Take the entries below and print all of them exactly, please.

[RECORDS PROVIDED start]

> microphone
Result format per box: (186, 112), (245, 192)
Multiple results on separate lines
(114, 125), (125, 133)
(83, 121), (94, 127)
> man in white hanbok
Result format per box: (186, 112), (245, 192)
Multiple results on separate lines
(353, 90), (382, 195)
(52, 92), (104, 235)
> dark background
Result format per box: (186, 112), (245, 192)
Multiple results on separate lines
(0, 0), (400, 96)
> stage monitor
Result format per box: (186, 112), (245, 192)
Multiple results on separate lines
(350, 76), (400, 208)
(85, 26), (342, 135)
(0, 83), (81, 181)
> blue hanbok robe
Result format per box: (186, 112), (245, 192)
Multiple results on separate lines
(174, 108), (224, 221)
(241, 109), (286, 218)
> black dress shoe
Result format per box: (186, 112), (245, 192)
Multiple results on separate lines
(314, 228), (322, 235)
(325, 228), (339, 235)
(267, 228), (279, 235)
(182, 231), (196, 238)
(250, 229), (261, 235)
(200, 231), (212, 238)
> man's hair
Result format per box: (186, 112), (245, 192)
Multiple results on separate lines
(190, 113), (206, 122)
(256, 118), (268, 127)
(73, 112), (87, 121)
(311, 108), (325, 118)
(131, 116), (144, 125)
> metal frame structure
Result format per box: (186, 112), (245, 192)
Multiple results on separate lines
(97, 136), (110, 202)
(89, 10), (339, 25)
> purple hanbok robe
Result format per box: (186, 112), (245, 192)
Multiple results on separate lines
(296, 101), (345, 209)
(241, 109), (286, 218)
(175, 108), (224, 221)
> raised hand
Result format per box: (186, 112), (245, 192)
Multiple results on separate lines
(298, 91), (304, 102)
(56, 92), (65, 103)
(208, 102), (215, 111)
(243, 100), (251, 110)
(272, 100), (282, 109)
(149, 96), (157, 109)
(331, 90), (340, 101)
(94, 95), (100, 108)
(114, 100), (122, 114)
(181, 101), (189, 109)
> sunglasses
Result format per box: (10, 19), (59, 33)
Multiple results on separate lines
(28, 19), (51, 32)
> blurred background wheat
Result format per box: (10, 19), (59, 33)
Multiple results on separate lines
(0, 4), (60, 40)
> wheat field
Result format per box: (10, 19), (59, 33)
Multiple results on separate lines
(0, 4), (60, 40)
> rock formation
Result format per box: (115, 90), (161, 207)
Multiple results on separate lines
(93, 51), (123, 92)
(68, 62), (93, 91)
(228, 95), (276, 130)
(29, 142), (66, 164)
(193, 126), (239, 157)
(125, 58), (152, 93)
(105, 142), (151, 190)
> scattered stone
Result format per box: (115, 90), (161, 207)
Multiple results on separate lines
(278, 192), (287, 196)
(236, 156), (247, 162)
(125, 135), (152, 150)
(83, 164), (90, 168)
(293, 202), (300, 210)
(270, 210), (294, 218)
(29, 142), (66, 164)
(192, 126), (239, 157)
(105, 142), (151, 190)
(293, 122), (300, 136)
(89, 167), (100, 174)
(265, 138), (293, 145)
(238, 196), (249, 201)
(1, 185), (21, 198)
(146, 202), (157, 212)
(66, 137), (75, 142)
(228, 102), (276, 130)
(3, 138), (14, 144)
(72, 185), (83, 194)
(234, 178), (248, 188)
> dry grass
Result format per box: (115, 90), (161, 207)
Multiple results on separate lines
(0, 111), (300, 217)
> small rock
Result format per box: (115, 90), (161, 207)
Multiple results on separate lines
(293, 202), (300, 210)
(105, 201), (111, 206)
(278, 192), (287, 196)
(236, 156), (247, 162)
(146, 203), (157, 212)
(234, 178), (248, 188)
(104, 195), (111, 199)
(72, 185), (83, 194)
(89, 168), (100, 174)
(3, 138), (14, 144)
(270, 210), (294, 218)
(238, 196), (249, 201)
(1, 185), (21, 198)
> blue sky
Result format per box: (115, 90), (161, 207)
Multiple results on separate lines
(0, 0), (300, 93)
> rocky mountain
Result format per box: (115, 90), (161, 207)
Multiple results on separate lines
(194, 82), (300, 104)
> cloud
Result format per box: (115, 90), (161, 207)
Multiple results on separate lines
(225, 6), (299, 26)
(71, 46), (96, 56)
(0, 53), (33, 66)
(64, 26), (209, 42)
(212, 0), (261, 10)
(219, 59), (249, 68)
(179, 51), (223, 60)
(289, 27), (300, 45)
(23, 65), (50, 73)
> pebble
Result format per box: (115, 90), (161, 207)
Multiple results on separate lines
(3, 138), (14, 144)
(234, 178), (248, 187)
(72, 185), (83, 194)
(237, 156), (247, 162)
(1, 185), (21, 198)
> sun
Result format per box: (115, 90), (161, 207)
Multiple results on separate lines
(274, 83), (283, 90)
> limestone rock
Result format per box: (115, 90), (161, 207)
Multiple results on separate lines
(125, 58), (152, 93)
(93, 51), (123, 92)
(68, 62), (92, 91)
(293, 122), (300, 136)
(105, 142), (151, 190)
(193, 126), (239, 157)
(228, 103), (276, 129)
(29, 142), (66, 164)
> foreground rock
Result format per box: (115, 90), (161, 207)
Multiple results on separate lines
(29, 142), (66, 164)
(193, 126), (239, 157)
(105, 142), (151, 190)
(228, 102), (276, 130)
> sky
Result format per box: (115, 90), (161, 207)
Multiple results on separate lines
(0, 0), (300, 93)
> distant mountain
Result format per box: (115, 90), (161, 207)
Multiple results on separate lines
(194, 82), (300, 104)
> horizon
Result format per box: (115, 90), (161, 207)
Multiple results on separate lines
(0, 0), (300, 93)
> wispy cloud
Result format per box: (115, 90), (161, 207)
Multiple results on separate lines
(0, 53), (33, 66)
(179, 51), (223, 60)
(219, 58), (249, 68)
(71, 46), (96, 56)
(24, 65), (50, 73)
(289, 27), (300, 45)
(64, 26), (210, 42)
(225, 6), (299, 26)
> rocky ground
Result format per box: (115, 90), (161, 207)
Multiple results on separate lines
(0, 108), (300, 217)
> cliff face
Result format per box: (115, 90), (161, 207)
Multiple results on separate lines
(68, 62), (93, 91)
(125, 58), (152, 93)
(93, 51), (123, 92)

[RECORDS PROVIDED end]

FINAL ANSWER:
> microphone
Result format per box: (186, 112), (245, 192)
Multiple results on separate lines
(114, 125), (125, 133)
(83, 121), (94, 127)
> man in white hanbok
Result format per box: (186, 112), (245, 192)
Multiple results on separate lines
(353, 90), (382, 195)
(52, 92), (104, 235)
> dark background
Result format per box: (186, 112), (245, 192)
Multiple results on separate lines
(0, 0), (400, 96)
> stage monitor
Result format per box: (186, 112), (245, 192)
Multiple results on separate lines
(350, 76), (400, 208)
(85, 26), (342, 135)
(0, 83), (81, 181)
> blue hanbok robe
Result format per box: (186, 112), (245, 192)
Multiple results on separate lines
(174, 108), (224, 221)
(241, 109), (286, 218)
> black dress shoe
Result format per box: (186, 112), (245, 192)
Multiple results on separate lines
(314, 228), (322, 235)
(325, 228), (339, 235)
(267, 228), (279, 235)
(182, 231), (196, 238)
(250, 229), (261, 235)
(200, 231), (212, 238)
> man's hair
Result format per box: (186, 112), (245, 192)
Multiple results on separate lines
(190, 113), (206, 122)
(256, 118), (268, 127)
(73, 112), (87, 121)
(311, 108), (325, 118)
(131, 116), (144, 125)
> metal frame structure
Result format per box: (186, 112), (245, 192)
Multiple results on separate lines
(97, 136), (110, 202)
(89, 10), (339, 25)
> purple hanbok robe
Result format per box: (186, 112), (245, 192)
Multiple results on separate lines
(296, 101), (345, 209)
(241, 109), (286, 218)
(175, 108), (224, 221)
> raised hand
Result format per box: (186, 112), (245, 192)
Multiple results on separate lines
(298, 91), (304, 102)
(56, 92), (65, 103)
(208, 102), (215, 111)
(243, 100), (251, 110)
(272, 100), (282, 109)
(149, 96), (157, 109)
(331, 90), (340, 101)
(94, 95), (100, 108)
(114, 100), (122, 114)
(181, 101), (189, 109)
> sunglasses
Result format per box: (10, 19), (59, 33)
Multiple results on separate lines
(28, 19), (51, 32)
> blurred background wheat
Result format per box: (10, 19), (59, 33)
Multiple results on separate lines
(0, 4), (60, 40)
> wheat field
Result format per box: (10, 19), (59, 33)
Multiple results on separate lines
(0, 4), (60, 40)
> rock formation
Result format per box: (115, 90), (161, 207)
Multiple results on separate lines
(93, 51), (123, 92)
(68, 62), (93, 91)
(228, 95), (276, 130)
(29, 142), (66, 164)
(193, 126), (239, 157)
(125, 58), (152, 93)
(105, 142), (151, 190)
> scattered stone
Result format per box: (115, 90), (161, 207)
Multiple results on separate lines
(278, 192), (287, 196)
(236, 156), (247, 162)
(125, 135), (152, 150)
(83, 164), (90, 168)
(293, 202), (300, 210)
(270, 210), (294, 218)
(29, 142), (66, 164)
(192, 126), (239, 157)
(105, 142), (151, 190)
(293, 122), (300, 136)
(89, 167), (100, 174)
(265, 138), (293, 145)
(238, 196), (249, 201)
(1, 185), (21, 198)
(146, 202), (157, 212)
(66, 137), (75, 142)
(228, 102), (276, 130)
(3, 138), (14, 144)
(72, 185), (83, 194)
(234, 178), (248, 188)
> dry grass
Result format per box: (115, 90), (161, 207)
Multiple results on separate lines
(0, 111), (300, 217)
> small rock
Result format per box: (115, 90), (161, 207)
Multiple results on separate lines
(293, 202), (300, 210)
(105, 201), (111, 206)
(278, 192), (287, 196)
(236, 156), (247, 162)
(146, 203), (157, 212)
(234, 178), (248, 188)
(104, 195), (111, 199)
(72, 185), (83, 194)
(89, 168), (100, 174)
(3, 138), (14, 144)
(270, 210), (294, 218)
(238, 196), (249, 201)
(1, 185), (21, 198)
> blue sky
Result format per box: (115, 90), (161, 207)
Multiple results on separate lines
(0, 0), (300, 93)
> rocky mountain
Result format per box: (115, 90), (161, 207)
Multiple results on separate lines
(194, 82), (300, 104)
> cloud
Result format per box: (115, 90), (161, 207)
Multiple results on separate lines
(225, 6), (299, 26)
(71, 46), (96, 56)
(0, 53), (33, 66)
(64, 26), (209, 42)
(212, 0), (261, 10)
(219, 59), (249, 68)
(179, 51), (223, 60)
(289, 27), (300, 45)
(23, 65), (50, 73)
> pebble
Result format per box: (115, 90), (161, 207)
Multiple results on separate lines
(3, 138), (14, 144)
(234, 178), (248, 187)
(72, 185), (83, 194)
(237, 156), (247, 162)
(1, 185), (21, 198)
> sun
Result format per box: (115, 90), (161, 207)
Multiple results on separate lines
(274, 83), (283, 90)
> limestone rock
Result format per box: (115, 90), (161, 207)
Multiple results on separate lines
(125, 58), (152, 93)
(93, 51), (123, 92)
(68, 62), (92, 91)
(293, 122), (300, 136)
(105, 142), (151, 190)
(193, 126), (239, 157)
(228, 103), (276, 129)
(29, 142), (66, 164)
> foreground rock
Result format per box: (115, 90), (161, 207)
Multiple results on separate lines
(29, 142), (66, 164)
(193, 126), (239, 157)
(105, 142), (151, 190)
(228, 102), (276, 130)
> sky
Result format per box: (115, 90), (161, 207)
Multiple results on separate lines
(0, 0), (300, 93)
> distant mountain
Result format per box: (115, 90), (161, 207)
Multiple results on separate lines
(194, 82), (300, 104)
> horizon
Result format per box: (115, 90), (161, 207)
Multiple results on separate lines
(0, 0), (300, 93)
> wispy cloud
Result format per box: (115, 90), (161, 207)
Multiple results on separate lines
(0, 53), (33, 66)
(179, 51), (223, 60)
(219, 58), (249, 68)
(71, 46), (96, 56)
(24, 65), (50, 73)
(289, 27), (300, 45)
(64, 26), (210, 42)
(225, 6), (299, 26)
> rocky ground
Result format per box: (115, 90), (161, 207)
Multiple results on separate lines
(0, 108), (300, 217)
> cliff face
Result format per box: (115, 90), (161, 207)
Multiple results on separate lines
(68, 62), (93, 91)
(125, 58), (152, 93)
(93, 51), (123, 92)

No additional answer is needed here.